Start of PASSAGE TO READ

Why Should Parents Take Care of Their Infant’s Teeth?
Teeth aren’t only for eating; they aid in developing speech and language. In addition, baby teeth can impact the development of your child’s jaw. Infection, pain, and misalignment are possible outcomes of neglecting children’s dental hygiene.
What Should I Know About Teething?
Teething typically starts anywhere from 6-10 months of age, but some babies are even born with teeth. Symptoms of teething include mild discomfort and irritability, low-grade fever (<99°), and increased drooling or placing hands or other objects in the mouth.
Here are a few things you can do to alleviate the pain of kids teething:
- Give your kids a cold washcloth or teething ring to chew on.
- Rub your baby’s gums softly with a clean finger.
- Avoid teething gels.
- OTC pain medication – like Tylenol or Ibuprofen for infants over 6 months – may be appropriate, but check with your child’s doctor first.
How Should I Take Care of My Baby’s Teeth?
- You should wipe your baby’s gums with a cloth once a day after meals to keep them healthy.
- Start twice-daily brushing as soon as a tooth comes in, and flossing once teeth touch.
- Use toothpaste with fluoride – avoid “training toothpaste.” Just a “smear” will do!
Transitioning to a sippy cup or open cup by the age of one can help with development. Before then, never place your child to bed with a bottle or sippy cup of milk or juice as this can coat the teeth with natural sugars overnight and increase the risk of decay. We encourage breastfeeding for those who want to, but the natural sugars in breastmilk can also increase your child’s risk for decay at night when saliva flow is reduced. We encourage you to brush or wipe the teeth before putting your baby to bed for the night.
Consider the following points:
- Juice is high in sugar and should be given to your child only on rare occasions. White milk should be offered during mealtimes. Offer plenty of plain tap water throughout the day.
- Any habits – pacifiers or thumb-sucking – should ideally be stopped by age 3.
- By the age of 1 (or within 6 months of the first tooth coming in if sooner), take your child to the dentist for their first visit!

End of PASSAGE TO READ
Start of GIVEN ENTRIES

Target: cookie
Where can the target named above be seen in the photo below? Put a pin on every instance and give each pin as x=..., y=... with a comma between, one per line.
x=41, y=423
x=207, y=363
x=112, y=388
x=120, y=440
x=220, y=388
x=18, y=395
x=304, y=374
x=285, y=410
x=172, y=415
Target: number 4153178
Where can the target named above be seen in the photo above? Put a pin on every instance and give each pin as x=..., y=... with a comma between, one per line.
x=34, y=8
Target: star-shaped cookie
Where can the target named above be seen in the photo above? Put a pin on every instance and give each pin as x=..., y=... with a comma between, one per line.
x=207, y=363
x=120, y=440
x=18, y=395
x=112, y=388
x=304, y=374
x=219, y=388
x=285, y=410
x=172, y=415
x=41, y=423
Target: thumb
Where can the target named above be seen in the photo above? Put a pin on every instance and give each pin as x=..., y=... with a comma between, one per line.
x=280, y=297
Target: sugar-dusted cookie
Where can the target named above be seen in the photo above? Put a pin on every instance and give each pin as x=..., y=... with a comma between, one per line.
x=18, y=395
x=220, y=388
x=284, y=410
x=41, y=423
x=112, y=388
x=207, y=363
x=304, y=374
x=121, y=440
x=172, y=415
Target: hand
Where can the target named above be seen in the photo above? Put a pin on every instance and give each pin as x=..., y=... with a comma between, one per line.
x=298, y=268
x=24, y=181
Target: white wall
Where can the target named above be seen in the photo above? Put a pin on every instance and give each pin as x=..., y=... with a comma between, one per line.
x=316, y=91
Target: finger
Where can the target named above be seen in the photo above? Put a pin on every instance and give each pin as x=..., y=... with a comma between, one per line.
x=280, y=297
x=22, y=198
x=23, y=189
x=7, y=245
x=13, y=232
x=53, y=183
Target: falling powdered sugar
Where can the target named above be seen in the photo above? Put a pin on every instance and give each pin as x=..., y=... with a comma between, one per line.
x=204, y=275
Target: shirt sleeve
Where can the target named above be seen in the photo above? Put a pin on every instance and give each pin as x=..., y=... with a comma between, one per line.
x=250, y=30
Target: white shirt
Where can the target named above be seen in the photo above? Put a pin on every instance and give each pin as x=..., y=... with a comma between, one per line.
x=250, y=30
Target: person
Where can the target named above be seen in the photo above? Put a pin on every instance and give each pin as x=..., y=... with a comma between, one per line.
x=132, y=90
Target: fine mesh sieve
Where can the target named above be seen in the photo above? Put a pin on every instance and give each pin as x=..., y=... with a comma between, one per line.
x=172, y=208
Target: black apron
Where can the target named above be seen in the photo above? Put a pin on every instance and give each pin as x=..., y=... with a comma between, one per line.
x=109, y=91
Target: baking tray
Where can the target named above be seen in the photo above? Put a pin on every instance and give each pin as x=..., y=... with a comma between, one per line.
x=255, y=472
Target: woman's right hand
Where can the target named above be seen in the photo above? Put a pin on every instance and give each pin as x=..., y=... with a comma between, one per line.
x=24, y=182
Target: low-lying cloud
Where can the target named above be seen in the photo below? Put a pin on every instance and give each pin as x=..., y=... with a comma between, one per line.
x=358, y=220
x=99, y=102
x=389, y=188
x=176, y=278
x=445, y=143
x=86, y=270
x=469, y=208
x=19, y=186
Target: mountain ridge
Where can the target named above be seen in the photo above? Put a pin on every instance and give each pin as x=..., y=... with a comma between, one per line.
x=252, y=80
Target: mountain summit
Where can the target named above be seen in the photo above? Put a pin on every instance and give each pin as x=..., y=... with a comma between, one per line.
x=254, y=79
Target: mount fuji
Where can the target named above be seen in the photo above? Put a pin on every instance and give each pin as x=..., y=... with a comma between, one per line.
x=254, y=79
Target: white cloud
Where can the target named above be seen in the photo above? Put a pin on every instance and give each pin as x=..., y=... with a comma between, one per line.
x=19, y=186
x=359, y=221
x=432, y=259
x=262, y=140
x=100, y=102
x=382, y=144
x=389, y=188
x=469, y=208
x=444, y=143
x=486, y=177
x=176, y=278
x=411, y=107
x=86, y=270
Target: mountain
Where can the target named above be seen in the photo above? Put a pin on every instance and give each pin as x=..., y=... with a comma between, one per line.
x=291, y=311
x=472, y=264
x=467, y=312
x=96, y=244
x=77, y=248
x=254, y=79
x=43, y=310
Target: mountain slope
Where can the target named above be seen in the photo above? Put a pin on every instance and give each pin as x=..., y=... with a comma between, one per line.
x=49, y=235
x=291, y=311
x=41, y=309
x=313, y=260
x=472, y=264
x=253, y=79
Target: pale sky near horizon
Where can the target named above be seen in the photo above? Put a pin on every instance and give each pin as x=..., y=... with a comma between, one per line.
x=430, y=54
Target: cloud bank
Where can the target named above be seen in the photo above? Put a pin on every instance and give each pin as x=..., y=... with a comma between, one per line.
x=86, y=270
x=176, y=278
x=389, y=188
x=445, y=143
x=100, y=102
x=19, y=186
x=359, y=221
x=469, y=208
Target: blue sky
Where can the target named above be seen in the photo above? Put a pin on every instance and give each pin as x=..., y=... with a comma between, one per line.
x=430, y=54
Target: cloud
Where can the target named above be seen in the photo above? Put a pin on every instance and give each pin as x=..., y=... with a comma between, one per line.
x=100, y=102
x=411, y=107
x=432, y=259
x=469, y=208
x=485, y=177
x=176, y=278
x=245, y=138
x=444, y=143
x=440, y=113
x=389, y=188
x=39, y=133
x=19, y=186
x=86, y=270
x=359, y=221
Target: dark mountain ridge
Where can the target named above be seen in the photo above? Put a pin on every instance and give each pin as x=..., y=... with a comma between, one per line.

End of GIVEN ENTRIES

## EXERCISE AIM
Reproduce the infant dental care text word for word from "- Use toothpaste" to "for the night.".

## SOLUTION TO THIS TASK
- Use toothpaste with fluoride – avoid “training toothpaste.” Just a “smear” will do!
Transitioning to a sippy cup or open cup by the age of one can help with development. Before then, never place your child to bed with a bottle or sippy cup of milk or juice as this can coat the teeth with natural sugars overnight and increase the risk of decay. We encourage breastfeeding for those who want to, but the natural sugars in breastmilk can also increase your child’s risk for decay at night when saliva flow is reduced. We encourage you to brush or wipe the teeth before putting your baby to bed for the night.